----- Reading passage

Monday, April 14, 2014

The Translation

You can't complain that the world has forgotten you, when you yourself have forgotten the world.  My mobile phone, an antique model commonly called a flip phone, as opposed to the modern miracle preferred by the masses, a smartphone,  on the rare days when its battery is charged, seldom if ever rings, making powering it off unnecessary when visiting doctor's offices or cinemas.  The land line telephone, which connects to my house never touching land, at least not in its last half mile, rings every hour, voices offering me a new house roof, home improvement loans, presumably to finance the new roof, hearing aids (if I needed a hearing aid, would I be able to hear the hearing aid salesman's voice?), and other items I should not be able or allowed to live without.

Then, just yesterday afternoon, the land line telephone rang, I picked it up, and a female voice said: "Hullo Lucas, this is your aunt Cecilia from Sydney!  How are you?", the voice sounding as if we had last spoken a few days earlier, when in actuality, we had spoken some twenty years ago, and then about trivial matters over a bad connection.  I decided to use my best Rodney Dangerfield line in response, and said, "I'm fine now, Aunt Cecilia, but the last couple of weeks have been rough!"

"Oh, I'm sorry to heard that," said she, "Spring fever?"

"No, you must remember that it is fall in our hemisphere now."

Silence. Laughter.

"Your late mother told me you were a comedian."

"More like a clown without a circus. So, what's up, or shall I say, down in your upside down world?"

"It's you who's upside down, my dear," said Aunt Cecilia.

I hoped that next she'd tell me "I'm dying and decided to leave my interest in the diamond mines to you." I've never met aunt Cecilia, who's only a few years older than me, and whose exact relationship I'm not sure of, although it's been explained to me several times, remembering only that she's not my mother's sister like a regular aunt would be.   We're related, that's enough. She had married an Australian millionaire and moved there decades ago.

"I've got a favour to ask," she said, and I could swear I heard the British spelling of the word "favour" with the letter 'u'.

"Your wish is my command," I said, the diamond mine fortune still in the back of my mind.

"I have here an article you wrote in a Spanish film magazine, and I'd like to translate it and publish it here.  Do you have the English original handy?"

She told me the title.

"That one?  Oh, I wrote it in Spanish years ago," I lied.

"You speak Spanish?  I didn't know," she said.

"I was joking.  I'll have to look for it through my papers."

----------
----- Source information

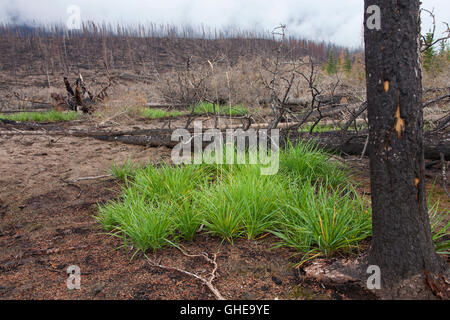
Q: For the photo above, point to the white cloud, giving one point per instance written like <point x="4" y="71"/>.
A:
<point x="329" y="20"/>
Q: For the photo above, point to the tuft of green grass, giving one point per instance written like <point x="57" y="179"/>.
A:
<point x="51" y="116"/>
<point x="306" y="161"/>
<point x="440" y="226"/>
<point x="169" y="182"/>
<point x="206" y="107"/>
<point x="317" y="221"/>
<point x="160" y="113"/>
<point x="125" y="171"/>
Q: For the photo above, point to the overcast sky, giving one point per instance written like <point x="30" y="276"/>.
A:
<point x="337" y="21"/>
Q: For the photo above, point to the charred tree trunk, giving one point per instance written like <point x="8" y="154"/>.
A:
<point x="402" y="242"/>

----------

Exercise requirements
List every product or service that the callers on the land line telephone offer in "The Translation."

Solution for this problem
A new house roof, home improvement loans, and hearing aids.